As said previously, the variable I t represents the information available at time t, when the reservoir manager has to take the decisions on the release. It is possible to identify two main features of this information: the first is the type of variables describing the current hydrologic condition of the catchment, the second is about their spatial distribution, namely if they concern other catchments in the system, beside that under consideration. We can, for instance, assume that this information is full, if we have access to all the variables of the related catchment (storages, water demands, inflows, evaporation, ...), or incomplete if we know only the reservoir storages and the water demands. From a spatial point of view, the inputs of the control law of a certain reservoir can be the information relative to the whole system (centralized information) (see e.g., [32,49,50]) or to the single reservoir (decentralized information).
────
__WRITTEN PROBLEM A__:
Rewrite each line of the records below as a JSON list of strings, one string per line and no blank lines, leaving out the pictures.
────
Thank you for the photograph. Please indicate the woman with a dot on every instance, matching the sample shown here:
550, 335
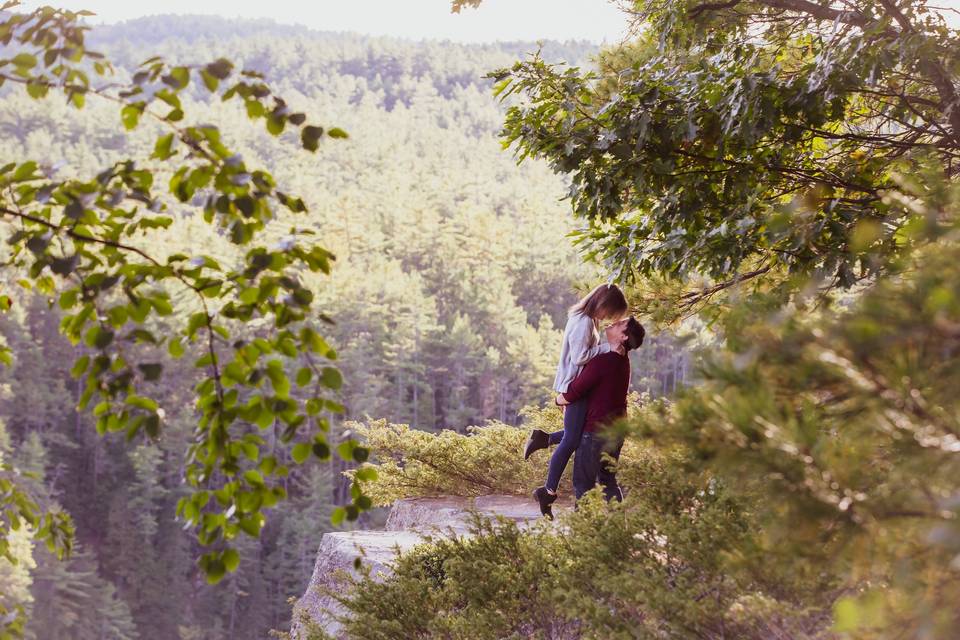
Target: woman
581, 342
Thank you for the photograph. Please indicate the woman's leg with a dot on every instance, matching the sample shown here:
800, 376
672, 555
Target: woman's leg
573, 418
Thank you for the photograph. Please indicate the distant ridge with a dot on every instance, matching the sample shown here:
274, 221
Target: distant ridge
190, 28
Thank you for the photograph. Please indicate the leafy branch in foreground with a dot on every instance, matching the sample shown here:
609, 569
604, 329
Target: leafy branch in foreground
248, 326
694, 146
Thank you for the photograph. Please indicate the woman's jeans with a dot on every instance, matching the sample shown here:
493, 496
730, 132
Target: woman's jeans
────
__WRITTEN PROBLEM B__:
Using the reservoir information text above, answer the following:
(i) What does the variable I t represent?
(ii) When is the information called incomplete?
(iii) What is information relative to the single reservoir called?

__EXPECTED OUTPUT A__:
[
  "Thank you for the photograph. Please indicate the woman with a dot on every instance, matching the sample shown here:",
  "550, 335",
  "Target: woman",
  "581, 342",
  "Thank you for the photograph. Please indicate the woman's leg with a dot on every instance, matching the sample shown here:",
  "800, 376",
  "672, 555",
  "Target: woman's leg",
  "573, 418",
  "Thank you for the photograph. Please indicate the distant ridge with a dot on every instance, matching the sample shown here:",
  "274, 221",
  "Target: distant ridge",
  "190, 28",
  "Thank you for the photograph. Please indicate the leafy branch in foreground with a dot on every instance, matching the sample shown here:",
  "609, 569",
  "604, 329",
  "Target: leafy branch in foreground",
  "248, 326",
  "694, 146",
  "Thank you for the photograph. Please indicate the woman's jeans with a dot on every instance, matching the sample shown here:",
  "493, 496",
  "730, 132",
  "Target: woman's jeans"
]

__EXPECTED OUTPUT B__:
(i) The information available at time t, when the reservoir manager has to take the decisions on the release.
(ii) When only the reservoir storages and the water demands are known.
(iii) Decentralized information.